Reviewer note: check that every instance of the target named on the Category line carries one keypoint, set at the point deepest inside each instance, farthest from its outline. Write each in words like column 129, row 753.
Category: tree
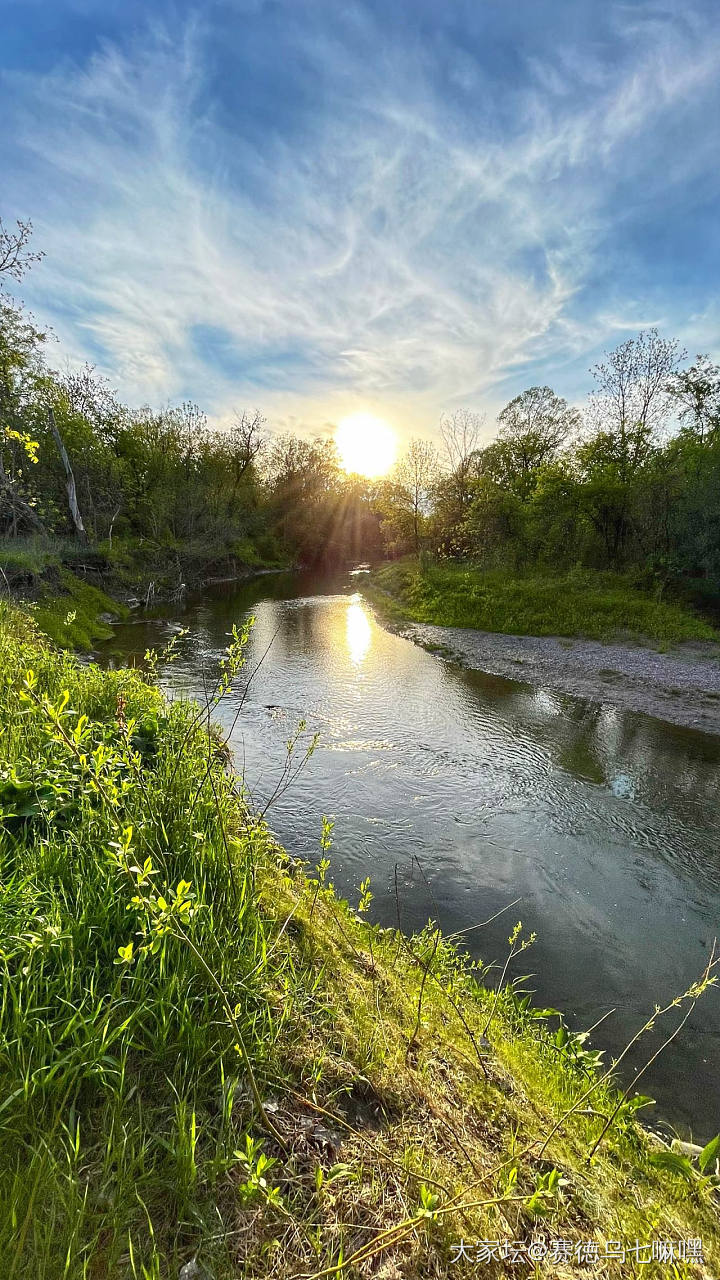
column 632, row 401
column 415, row 480
column 533, row 428
column 460, row 433
column 16, row 257
column 696, row 392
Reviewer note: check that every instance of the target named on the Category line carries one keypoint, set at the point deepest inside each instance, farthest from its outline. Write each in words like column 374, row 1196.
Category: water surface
column 482, row 790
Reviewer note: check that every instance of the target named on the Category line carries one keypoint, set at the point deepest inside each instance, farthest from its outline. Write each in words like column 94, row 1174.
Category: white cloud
column 411, row 260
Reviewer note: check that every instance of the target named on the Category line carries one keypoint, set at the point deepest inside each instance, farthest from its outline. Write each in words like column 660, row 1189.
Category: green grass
column 597, row 606
column 72, row 620
column 182, row 1005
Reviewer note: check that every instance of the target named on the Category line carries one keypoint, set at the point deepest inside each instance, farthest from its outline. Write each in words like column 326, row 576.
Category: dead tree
column 69, row 479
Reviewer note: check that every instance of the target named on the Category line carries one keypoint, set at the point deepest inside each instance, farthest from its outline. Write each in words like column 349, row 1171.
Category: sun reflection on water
column 358, row 632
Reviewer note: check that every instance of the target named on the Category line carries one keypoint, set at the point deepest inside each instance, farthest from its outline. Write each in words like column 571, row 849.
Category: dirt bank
column 682, row 686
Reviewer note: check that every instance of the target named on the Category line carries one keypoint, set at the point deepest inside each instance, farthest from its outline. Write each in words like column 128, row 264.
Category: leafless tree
column 632, row 401
column 417, row 475
column 537, row 423
column 16, row 257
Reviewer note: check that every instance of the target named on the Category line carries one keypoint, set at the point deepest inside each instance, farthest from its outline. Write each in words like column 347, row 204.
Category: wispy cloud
column 406, row 242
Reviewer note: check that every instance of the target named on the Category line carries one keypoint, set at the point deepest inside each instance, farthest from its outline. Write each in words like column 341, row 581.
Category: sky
column 319, row 208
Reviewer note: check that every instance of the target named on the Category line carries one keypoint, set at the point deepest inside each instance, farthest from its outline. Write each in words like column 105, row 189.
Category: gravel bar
column 680, row 686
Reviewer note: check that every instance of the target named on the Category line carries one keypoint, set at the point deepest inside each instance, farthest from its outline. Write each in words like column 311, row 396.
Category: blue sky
--
Leaving pictures aside, write out each record above exactly as given.

Reviewer note: check that every instance of the target named on the Category line carries one keypoint, set at the point deepest inside each instance, farthest from its outline. Write each in words like column 129, row 753.
Category: tree
column 632, row 401
column 415, row 480
column 533, row 428
column 460, row 433
column 16, row 257
column 696, row 392
Reviewer note: check that every instance of the target named on the Category line carries one keypoint, set at the point deepest inside each instance, farthest from its outline. Write each in words like column 374, row 1196.
Category: water surface
column 482, row 790
Reviewer note: check that every instance of the target named on the Category line carries one keypoint, set at the point deepest inside each instance, farthest from its outline. Write each in words like column 94, row 1174.
Category: white cloud
column 411, row 260
Reviewer note: check that every instance of the target named on the Category line carries one keypoint, set at the point deepest inside each instance, farthest from its outline. Write each in words like column 660, row 1189.
Category: green grass
column 597, row 606
column 72, row 620
column 182, row 1005
Reviewer note: check that every instance of the target named on the Category line carries one keypoint, set at the point deepest inside each instance, farthest from its outline. Write each in words like column 326, row 576.
Category: dead tree
column 69, row 479
Reviewer note: check that every instance of the target named on the Category line carries one keypoint, set at the point deepest inside each instance, farthest from its outline. Write each in words like column 349, row 1171.
Category: sun reflection on water
column 358, row 632
Reviewer note: check that every instance of the target named on the Category line carries one keypoint, set at the point deepest inside each instance, farthest from its outline. Write each in words like column 571, row 849.
Category: dirt bank
column 682, row 686
Reviewer note: check that every instance of the target named on the Category line carries one keypoint, set at the point deepest inside each instance, farthest from its outline. Write each in words like column 128, row 264.
Category: leafless tree
column 632, row 401
column 417, row 475
column 537, row 423
column 16, row 257
Reviewer note: check that every instance of the target named on the Category line carries one keypoint, set at the point deepest inside each instance, farthest from its outline. Write each in words like column 347, row 204.
Category: wispy cloud
column 406, row 242
Reviewer note: check that every instance of the target named on the Category line carries one keypoint, set at the point deepest inside each instance, farthest from its outline. Write each in words like column 341, row 581.
Category: sky
column 319, row 208
Reviewer note: check that every instance of the target named on the Category line carries one keypoint, set at the point deepest inside each instance, farthest from its outline. Write each in words like column 105, row 189.
Category: gravel bar
column 680, row 686
Reviewer note: check that every instance of the target named on the Category line carries one keypoint, set at the point deepest inside each instance, farthest from its outline. Write each in words like column 311, row 396.
Category: blue sky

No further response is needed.